### YOUR OBJECTIVE
Where the records appear below, transcribe them exactly, leaving none out.

### INPUT RECORDS
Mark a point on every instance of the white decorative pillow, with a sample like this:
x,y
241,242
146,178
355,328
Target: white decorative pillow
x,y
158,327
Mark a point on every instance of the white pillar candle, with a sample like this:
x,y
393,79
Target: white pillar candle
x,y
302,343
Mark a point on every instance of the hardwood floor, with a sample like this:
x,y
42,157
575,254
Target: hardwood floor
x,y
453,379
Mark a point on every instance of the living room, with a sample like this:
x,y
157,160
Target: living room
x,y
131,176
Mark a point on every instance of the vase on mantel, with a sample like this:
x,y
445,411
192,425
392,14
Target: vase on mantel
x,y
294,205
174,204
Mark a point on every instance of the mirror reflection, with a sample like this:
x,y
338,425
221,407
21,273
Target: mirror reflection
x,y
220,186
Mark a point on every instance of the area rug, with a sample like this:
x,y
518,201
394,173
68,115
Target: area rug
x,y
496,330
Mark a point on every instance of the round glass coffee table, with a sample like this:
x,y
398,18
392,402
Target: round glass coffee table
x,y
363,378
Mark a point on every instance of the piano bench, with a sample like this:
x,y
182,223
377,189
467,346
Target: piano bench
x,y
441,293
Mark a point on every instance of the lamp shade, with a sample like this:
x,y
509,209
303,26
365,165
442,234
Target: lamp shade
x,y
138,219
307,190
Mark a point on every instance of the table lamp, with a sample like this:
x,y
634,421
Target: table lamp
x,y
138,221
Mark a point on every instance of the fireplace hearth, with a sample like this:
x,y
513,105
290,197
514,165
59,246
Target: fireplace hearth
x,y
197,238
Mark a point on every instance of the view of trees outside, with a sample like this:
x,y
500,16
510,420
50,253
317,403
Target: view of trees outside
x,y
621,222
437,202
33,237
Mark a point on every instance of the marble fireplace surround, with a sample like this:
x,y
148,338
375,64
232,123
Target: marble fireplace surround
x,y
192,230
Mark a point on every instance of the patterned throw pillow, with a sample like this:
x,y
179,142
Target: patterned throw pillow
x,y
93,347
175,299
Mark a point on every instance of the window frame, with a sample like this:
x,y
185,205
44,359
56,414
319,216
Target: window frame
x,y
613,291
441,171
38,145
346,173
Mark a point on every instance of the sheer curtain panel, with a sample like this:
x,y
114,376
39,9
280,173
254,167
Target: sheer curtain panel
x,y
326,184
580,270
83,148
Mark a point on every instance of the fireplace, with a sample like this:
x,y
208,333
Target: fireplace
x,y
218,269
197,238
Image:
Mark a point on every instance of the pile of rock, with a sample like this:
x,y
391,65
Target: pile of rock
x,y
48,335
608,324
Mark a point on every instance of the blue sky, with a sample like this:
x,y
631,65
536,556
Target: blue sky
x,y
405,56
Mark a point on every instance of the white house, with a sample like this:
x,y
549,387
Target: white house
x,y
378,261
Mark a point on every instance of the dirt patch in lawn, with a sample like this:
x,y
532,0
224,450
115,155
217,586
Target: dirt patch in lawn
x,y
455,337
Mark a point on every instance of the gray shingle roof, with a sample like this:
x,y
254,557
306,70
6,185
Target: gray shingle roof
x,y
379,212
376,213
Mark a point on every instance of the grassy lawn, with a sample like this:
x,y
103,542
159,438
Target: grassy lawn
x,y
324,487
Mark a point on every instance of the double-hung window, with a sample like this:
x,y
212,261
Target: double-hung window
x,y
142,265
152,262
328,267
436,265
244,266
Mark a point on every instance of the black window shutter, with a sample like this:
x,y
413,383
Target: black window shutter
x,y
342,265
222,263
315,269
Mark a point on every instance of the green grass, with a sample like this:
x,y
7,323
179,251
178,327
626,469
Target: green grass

### FINAL ANSWER
Mark a point on every instance of the white decorative pillow, with a sample like this:
x,y
241,242
146,178
355,328
Target: white decorative pillow
x,y
158,327
Mark a point on every instance of the white pillar candle, with a sample like this:
x,y
393,79
Target: white pillar candle
x,y
302,343
Mark a point on every instance of the hardwood floor, with a sample like this:
x,y
42,157
575,254
Target: hardwood floor
x,y
453,379
Mark a point on every instance of the living room, with a sample like this:
x,y
157,160
Target: living room
x,y
131,176
Mark a point on every instance of the vase on mantel, with a sample like this:
x,y
445,411
192,425
392,14
Target: vase on mantel
x,y
294,205
174,204
Mark a point on every instance of the mirror reflection, with a sample like this:
x,y
338,425
221,407
21,273
Target: mirror reflection
x,y
220,186
Mark a point on every instance of the area rug, with a sample like this:
x,y
518,201
394,173
68,115
Target: area rug
x,y
496,330
Mark a point on every instance of the round glass coffee table, with a sample like this:
x,y
398,18
392,402
Target: round glass coffee table
x,y
363,378
Mark a point on every instance of the piano bench, with a sample like this:
x,y
182,223
377,189
467,346
Target: piano bench
x,y
441,293
Mark a point on every instance of the lamp shade, with a sample like this:
x,y
509,209
303,26
365,165
442,234
Target: lamp shade
x,y
138,219
307,190
Mark a point on every instance of the table lamp, with a sample like this:
x,y
634,421
Target: table lamp
x,y
138,221
Mark a point on every instance of the fireplace hearth, with a sample like this:
x,y
513,105
290,197
514,165
59,246
Target: fireplace hearth
x,y
197,238
Mark a point on every instance of the view of trees outside, with a sample like this:
x,y
500,16
510,420
50,253
317,403
Target: view of trees outside
x,y
621,222
437,202
33,237
Mark a point on every instance of the marble fireplace surround, with a sample like this:
x,y
148,338
375,64
232,123
Target: marble fireplace surround
x,y
192,230
Mark a point on every instance of the patterned throw pillow, with a sample like this:
x,y
179,142
Target: patterned throw pillow
x,y
93,347
175,299
Mark a point on every instance of the window frame, with a sample like this:
x,y
185,205
44,359
56,414
319,216
Target: window frame
x,y
613,291
441,171
38,145
346,173
Mark a point on every instance of the sheer curtain panel, with a sample like this:
x,y
114,376
39,9
280,173
254,167
Target: sheer curtain panel
x,y
326,184
580,270
83,148
Mark a point on every instance of the fireplace, with a sample like this:
x,y
208,333
Target: fireplace
x,y
218,269
197,238
Image:
Mark a point on every instance of the pile of rock, with a sample like this:
x,y
391,65
Target: pile of rock
x,y
48,335
608,324
Mark a point on every instance of the blue sky, with a sample like this:
x,y
631,65
536,556
Target: blue sky
x,y
405,56
Mark a point on every instance of the white house, with a sample like this:
x,y
549,387
Target: white house
x,y
378,261
Mark a point on every instance of the dirt patch in lawn, with a sample like this:
x,y
532,0
224,450
115,155
217,586
Target: dirt patch in lawn
x,y
455,337
Mark a point on every instance of the gray shingle roof, with a sample like this:
x,y
254,557
306,70
6,185
Target: gray shingle roof
x,y
379,212
376,213
Mark a point on every instance of the grassy lawn, with a sample like this:
x,y
103,542
159,438
Target: grassy lawn
x,y
324,487
Mark a point on every instance of the double-hung window, with a sample like this:
x,y
212,261
Target: double-hung window
x,y
142,265
152,262
328,267
436,265
244,266
Mark a point on every instance of the black window shutter, with a sample like this:
x,y
413,383
Target: black window shutter
x,y
342,265
222,263
315,269
Mark a point on every instance of the green grass, with a sample like this:
x,y
7,323
179,251
178,327
626,469
Target: green grass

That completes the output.